(Dataset excerpts)
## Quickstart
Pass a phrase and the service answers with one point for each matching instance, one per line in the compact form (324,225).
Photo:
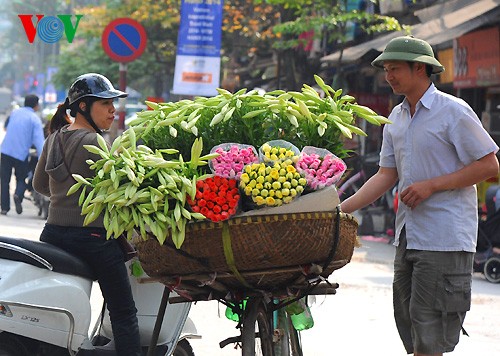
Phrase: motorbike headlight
(4,310)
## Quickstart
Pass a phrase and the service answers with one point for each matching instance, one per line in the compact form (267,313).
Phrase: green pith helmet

» WHAT YOU WILL DO: For every line above that includes the string "matching", copy the line.

» FINISHED TASK:
Pass a phrase and the service answers with one point for each matching instance, one per line in the compact form (324,225).
Pass a phrase and the service answers with one point for each matching instance, one per line in the compact form (267,313).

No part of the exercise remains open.